───── Data extracts

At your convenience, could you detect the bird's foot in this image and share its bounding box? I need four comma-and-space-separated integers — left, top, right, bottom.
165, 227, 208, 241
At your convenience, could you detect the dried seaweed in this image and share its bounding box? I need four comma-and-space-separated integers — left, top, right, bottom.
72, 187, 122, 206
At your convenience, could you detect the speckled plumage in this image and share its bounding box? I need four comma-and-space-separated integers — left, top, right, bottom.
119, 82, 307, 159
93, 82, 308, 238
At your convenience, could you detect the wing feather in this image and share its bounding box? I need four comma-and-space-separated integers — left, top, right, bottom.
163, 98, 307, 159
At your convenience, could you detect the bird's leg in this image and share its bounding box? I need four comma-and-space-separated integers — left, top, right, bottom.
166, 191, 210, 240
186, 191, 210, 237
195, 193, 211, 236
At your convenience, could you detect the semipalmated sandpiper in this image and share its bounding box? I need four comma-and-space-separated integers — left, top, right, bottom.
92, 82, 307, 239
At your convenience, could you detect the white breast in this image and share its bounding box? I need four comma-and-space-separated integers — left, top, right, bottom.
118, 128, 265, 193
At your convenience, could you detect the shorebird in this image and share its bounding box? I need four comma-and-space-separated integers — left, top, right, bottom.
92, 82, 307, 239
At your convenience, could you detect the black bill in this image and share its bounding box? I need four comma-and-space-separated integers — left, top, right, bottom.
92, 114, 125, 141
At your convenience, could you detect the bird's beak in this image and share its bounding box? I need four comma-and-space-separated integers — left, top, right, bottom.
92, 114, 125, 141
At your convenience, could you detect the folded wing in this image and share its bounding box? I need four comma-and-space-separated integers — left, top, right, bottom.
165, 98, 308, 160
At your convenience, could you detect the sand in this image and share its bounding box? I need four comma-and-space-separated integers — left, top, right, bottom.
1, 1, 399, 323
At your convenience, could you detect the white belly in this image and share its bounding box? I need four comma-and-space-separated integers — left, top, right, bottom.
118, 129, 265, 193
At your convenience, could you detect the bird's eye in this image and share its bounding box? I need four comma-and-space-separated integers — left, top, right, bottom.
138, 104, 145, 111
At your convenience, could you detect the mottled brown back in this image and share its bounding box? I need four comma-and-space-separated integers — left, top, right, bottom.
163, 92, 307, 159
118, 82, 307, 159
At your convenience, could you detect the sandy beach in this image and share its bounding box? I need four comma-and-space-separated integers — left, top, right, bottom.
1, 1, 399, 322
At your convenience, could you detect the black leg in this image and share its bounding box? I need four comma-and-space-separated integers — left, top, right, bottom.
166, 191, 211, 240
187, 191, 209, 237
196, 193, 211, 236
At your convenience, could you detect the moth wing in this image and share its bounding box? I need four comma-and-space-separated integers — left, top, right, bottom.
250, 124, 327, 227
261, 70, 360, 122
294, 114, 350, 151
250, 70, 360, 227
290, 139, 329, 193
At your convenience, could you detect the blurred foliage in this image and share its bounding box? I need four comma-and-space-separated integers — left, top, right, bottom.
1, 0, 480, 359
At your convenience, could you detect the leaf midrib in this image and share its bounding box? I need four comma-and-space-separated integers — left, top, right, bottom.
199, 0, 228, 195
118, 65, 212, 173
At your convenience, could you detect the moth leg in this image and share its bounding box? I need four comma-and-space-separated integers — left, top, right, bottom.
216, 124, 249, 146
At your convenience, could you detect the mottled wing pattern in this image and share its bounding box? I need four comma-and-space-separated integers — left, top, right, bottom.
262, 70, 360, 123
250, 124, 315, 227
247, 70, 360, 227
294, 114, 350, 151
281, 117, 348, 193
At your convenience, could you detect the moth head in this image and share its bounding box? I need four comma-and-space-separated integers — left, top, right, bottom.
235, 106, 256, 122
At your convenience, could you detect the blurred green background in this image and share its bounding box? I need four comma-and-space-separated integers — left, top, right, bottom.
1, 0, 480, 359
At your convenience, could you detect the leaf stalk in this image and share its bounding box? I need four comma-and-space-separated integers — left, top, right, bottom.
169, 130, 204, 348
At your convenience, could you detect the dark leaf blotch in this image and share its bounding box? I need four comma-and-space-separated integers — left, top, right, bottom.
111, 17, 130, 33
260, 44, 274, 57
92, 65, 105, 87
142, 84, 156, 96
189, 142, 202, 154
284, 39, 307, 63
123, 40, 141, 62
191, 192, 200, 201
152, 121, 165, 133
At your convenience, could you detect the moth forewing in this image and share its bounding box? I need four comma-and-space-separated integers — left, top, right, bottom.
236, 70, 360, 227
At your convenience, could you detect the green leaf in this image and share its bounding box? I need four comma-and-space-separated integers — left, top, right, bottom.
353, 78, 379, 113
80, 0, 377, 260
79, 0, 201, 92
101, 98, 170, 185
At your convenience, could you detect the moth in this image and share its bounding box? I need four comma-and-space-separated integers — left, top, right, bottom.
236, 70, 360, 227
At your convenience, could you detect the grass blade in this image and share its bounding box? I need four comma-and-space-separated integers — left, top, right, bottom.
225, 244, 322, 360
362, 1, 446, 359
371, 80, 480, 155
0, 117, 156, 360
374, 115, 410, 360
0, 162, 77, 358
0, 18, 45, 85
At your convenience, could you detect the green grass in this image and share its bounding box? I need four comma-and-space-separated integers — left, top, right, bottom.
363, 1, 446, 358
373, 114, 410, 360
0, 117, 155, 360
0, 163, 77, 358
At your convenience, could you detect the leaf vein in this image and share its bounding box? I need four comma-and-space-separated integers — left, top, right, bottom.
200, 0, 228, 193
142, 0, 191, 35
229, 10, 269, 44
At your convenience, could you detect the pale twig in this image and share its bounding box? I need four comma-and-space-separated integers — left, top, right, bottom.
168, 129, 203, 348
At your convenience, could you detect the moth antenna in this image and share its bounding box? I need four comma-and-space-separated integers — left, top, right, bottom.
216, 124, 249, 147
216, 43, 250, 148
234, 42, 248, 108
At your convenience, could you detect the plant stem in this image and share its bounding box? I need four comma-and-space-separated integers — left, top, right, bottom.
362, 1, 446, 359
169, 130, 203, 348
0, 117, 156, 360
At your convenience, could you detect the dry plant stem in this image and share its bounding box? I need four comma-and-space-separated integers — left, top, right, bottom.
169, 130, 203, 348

──────────

* Work instructions
Every line of the material above should be transcribed as it stands.

* Answer box
At your convenience, could you detect the bird's foot in this image and share its bounding box? I need four comma-and-space-separated integers — left, top, right, bottom.
165, 227, 208, 241
At your convenience, could you detect the dried seaweed in this image and share its bounding box? I need four comma-and-space-separated integers — left, top, right, bottom.
72, 187, 122, 206
At your convenience, could you detect the speckled plumage in this image and share its bounding box? I need four comma-and-space-separated integers — left, top, right, bottom.
119, 82, 307, 159
93, 82, 308, 238
At your convenience, could you detect the wing feather in this image and share its bounding box? I need four comma-and-space-separated integers — left, top, right, bottom.
163, 98, 307, 159
At your convenience, could you detect the bird's leg in this image and share its bounding box? I need four comma-and-space-separated integers — left, top, right, bottom.
166, 191, 210, 240
186, 191, 210, 237
195, 193, 211, 236
At your convenience, could you detect the semipalmated sandpiper in this image and share its bounding box? I need four comma-and-space-separated integers — left, top, right, bottom.
92, 82, 307, 239
At your convenience, could you detect the white breast in this image and share its bounding box? I need four comma-and-space-separated integers — left, top, right, bottom.
118, 128, 265, 193
At your convenience, could you detect the shorebird in this image and share its bounding box? I need four comma-and-space-separated integers — left, top, right, bottom.
92, 82, 307, 239
At your convenience, could you detect the black bill in this image and share its bounding box? I need four comma-and-space-separated integers — left, top, right, bottom.
92, 114, 125, 141
At your convenience, could you detect the bird's beak in this image and share its bounding box? I need four comma-and-space-separated integers — left, top, right, bottom.
92, 114, 125, 141
At your convenience, could you detect the folded wing in this image and share its bounding box? I need four comma-and-space-separated integers — left, top, right, bottom.
165, 98, 308, 160
At your convenience, could you detect the sand in this image and share its bounding box? I need four comma-and-space-separated integers — left, top, right, bottom.
1, 1, 399, 323
At your convenience, could you detect the white belly in this image and share its bounding box? I need four comma-and-space-separated integers — left, top, right, bottom.
118, 129, 265, 193
At your convenience, could you detect the bird's eye in this image and share its bounding box? I need four comma-and-space-separated integers — left, top, right, bottom.
138, 104, 145, 111
At your convenience, could you detect the mottled brown back in this image and share its bounding box? I need four comma-and-space-separated integers — left, top, right, bottom.
163, 92, 307, 159
118, 82, 307, 159
At your convenience, could you detect the sandy beach in this image and share its bounding box? I need four comma-and-space-separated integers — left, top, right, bottom.
1, 1, 399, 322
At your convenience, could you detect the black leg in this image and share its bounding box? I need four comma-and-space-separated integers — left, top, right, bottom.
166, 191, 211, 240
187, 191, 209, 237
196, 193, 211, 236
At your convenience, could you detect the moth wing in this image and share its bounding box? I need four comma-and-space-separated integers — left, top, right, bottom.
250, 124, 327, 227
261, 70, 360, 122
294, 114, 350, 151
250, 70, 360, 227
290, 139, 329, 193
At your convenience, could you detect the blurred foliage in this image and share its bounding box? I need four comma-and-space-separated integers — left, top, right, bottom.
1, 0, 480, 359
At your convenience, could you detect the leaf midrib in this image and share its bounding box? I need four comma-and-space-separated integers — left, top, right, bottom.
199, 0, 228, 195
118, 65, 212, 173
At your convenience, could you detect the moth leg in this image and share its bounding box? I need four comma-and-space-separated integers — left, top, right, bottom.
216, 124, 249, 146
At your convenience, could you detect the mottled wing pattern in this image and share its bounding box? I need four comma-and-space-separated integers — left, top, right, bottom.
262, 70, 360, 123
250, 124, 315, 227
247, 70, 360, 227
294, 114, 350, 151
281, 117, 348, 193
At your convenience, could you detect the moth head in this image and share its bounding box? I need four comma-and-space-separated integers — left, top, right, bottom.
235, 106, 256, 122
At your convenience, could you detect the blurred green background in this image and share its bounding box? I need four comma-and-space-separated integers — left, top, right, bottom.
1, 0, 480, 359
At your convenience, could you detect the leaf stalk in this image and share its bounding box? I need four comma-and-space-separated integers — left, top, right, bottom.
169, 130, 204, 348
At your convenience, could you detect the dark leaf blotch in this image and share its bounding box? I need four comma-and-space-separated integers — left, top, right, bottom.
111, 17, 130, 33
260, 44, 274, 57
92, 65, 105, 87
142, 84, 156, 96
189, 142, 202, 154
284, 39, 307, 63
123, 40, 141, 62
191, 192, 200, 201
152, 121, 165, 133
At your convenience, could you detect the moth forewing in this image and share its bounding box? I need four comma-and-space-separated integers — left, top, right, bottom.
236, 70, 360, 227
At your convenience, could you detect the green leaf in this image and share its bounding box? I need four comma-and-space-separated integers — left, top, right, bottom.
353, 78, 379, 113
80, 0, 377, 260
79, 0, 201, 92
101, 98, 170, 185
At your convenience, could you detect the moth in this image and share its bounding box? I need four comma-and-space-separated integers — left, top, right, bottom.
236, 70, 360, 227
At your convenience, could you detect the grass blade in this image and share its bounding box? I need four comma-and-space-separated integers — left, top, right, bottom.
225, 244, 322, 360
362, 1, 446, 359
371, 80, 480, 155
0, 117, 156, 360
374, 115, 410, 360
0, 162, 77, 358
0, 18, 45, 85
At your convenience, could you detect the green grass in this image and share its bounding box? I need four comma-and-space-separated integers — left, top, right, bottom.
363, 1, 446, 358
373, 114, 410, 360
0, 117, 155, 360
0, 163, 77, 358
At your convenience, could you detect the leaf vein in this image and share its bounding box? I need four comma-and-space-separated integers — left, top, right, bottom.
200, 0, 228, 193
142, 0, 191, 35
229, 10, 269, 44
At your convenience, could you detect the pale twig in this image and share its bounding box? I need four comma-and-space-separated integers — left, top, right, bottom.
168, 129, 203, 348
At your convenience, could you detect the moth antenna in this image and share its bounding box? I need four comma-and-space-separated integers — left, top, right, bottom.
216, 124, 249, 147
216, 43, 250, 148
234, 42, 248, 108
At your convenience, could you detect the plant stem in this image and share its bounding box? I need four comma-and-space-separated integers — left, top, right, bottom.
362, 1, 446, 359
169, 130, 203, 348
0, 117, 156, 360
At your convenience, could you detect the dry plant stem in this image and share its bounding box? I need four comma-and-space-separated integers — left, top, right, bottom.
169, 130, 203, 348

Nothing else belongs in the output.